Records shown Block Start
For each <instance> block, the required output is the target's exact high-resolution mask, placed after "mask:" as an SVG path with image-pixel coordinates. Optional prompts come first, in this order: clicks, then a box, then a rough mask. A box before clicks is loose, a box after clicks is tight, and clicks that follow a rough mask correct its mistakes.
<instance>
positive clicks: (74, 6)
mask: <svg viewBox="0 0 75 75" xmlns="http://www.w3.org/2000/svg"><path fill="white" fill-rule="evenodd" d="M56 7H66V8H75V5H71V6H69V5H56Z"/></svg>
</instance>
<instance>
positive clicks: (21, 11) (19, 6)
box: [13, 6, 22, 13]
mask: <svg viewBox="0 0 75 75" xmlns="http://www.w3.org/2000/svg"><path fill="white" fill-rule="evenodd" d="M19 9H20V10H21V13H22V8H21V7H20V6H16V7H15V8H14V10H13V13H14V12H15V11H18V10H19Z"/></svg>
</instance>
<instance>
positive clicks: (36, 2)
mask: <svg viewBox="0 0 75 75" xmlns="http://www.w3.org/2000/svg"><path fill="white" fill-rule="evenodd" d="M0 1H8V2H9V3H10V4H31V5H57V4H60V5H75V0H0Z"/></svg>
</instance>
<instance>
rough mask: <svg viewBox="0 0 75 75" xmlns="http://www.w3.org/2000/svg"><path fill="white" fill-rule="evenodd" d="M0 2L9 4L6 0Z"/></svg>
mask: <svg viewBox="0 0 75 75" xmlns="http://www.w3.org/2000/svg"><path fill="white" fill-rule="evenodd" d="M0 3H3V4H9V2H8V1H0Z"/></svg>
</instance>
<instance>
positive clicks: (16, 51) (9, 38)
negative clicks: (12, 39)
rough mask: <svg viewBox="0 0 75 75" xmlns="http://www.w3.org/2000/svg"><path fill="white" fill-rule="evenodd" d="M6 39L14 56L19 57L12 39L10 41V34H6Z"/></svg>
Records shown Block End
- **Instruction**:
Copy out the records above without altering anything.

- **Expected output**:
For each <instance> block, the required output is the target's exact high-resolution mask, placed after "mask:" as an SVG path with image-pixel coordinates. Optional prompts come first, in this order: clicks, then a box, then a rough mask. A box before clicks is loose, a box after clicks is tight, and clicks that follow a rough mask correct its mistakes.
<instance>
positive clicks: (74, 6)
mask: <svg viewBox="0 0 75 75" xmlns="http://www.w3.org/2000/svg"><path fill="white" fill-rule="evenodd" d="M56 7H66V8H75V5H71V6H69V5H56Z"/></svg>
</instance>
<instance>
positive clicks: (21, 11) (19, 6)
box: [13, 6, 22, 13]
mask: <svg viewBox="0 0 75 75" xmlns="http://www.w3.org/2000/svg"><path fill="white" fill-rule="evenodd" d="M19 9H20V10H21V13H22V8H21V7H20V6H16V7H15V8H14V10H13V13H14V12H15V11H18V10H19Z"/></svg>
</instance>
<instance>
positive clicks: (36, 2)
mask: <svg viewBox="0 0 75 75" xmlns="http://www.w3.org/2000/svg"><path fill="white" fill-rule="evenodd" d="M0 1H8V2H9V3H10V4H31V5H57V4H60V5H75V0H0Z"/></svg>
</instance>
<instance>
rough mask: <svg viewBox="0 0 75 75" xmlns="http://www.w3.org/2000/svg"><path fill="white" fill-rule="evenodd" d="M0 2L9 4L6 0Z"/></svg>
mask: <svg viewBox="0 0 75 75" xmlns="http://www.w3.org/2000/svg"><path fill="white" fill-rule="evenodd" d="M0 3H3V4H9V2H8V1H0Z"/></svg>
</instance>
<instance>
positive clicks: (16, 51) (9, 38)
negative clicks: (12, 39)
rough mask: <svg viewBox="0 0 75 75" xmlns="http://www.w3.org/2000/svg"><path fill="white" fill-rule="evenodd" d="M6 39L14 56L19 57L12 39L10 41V34H6Z"/></svg>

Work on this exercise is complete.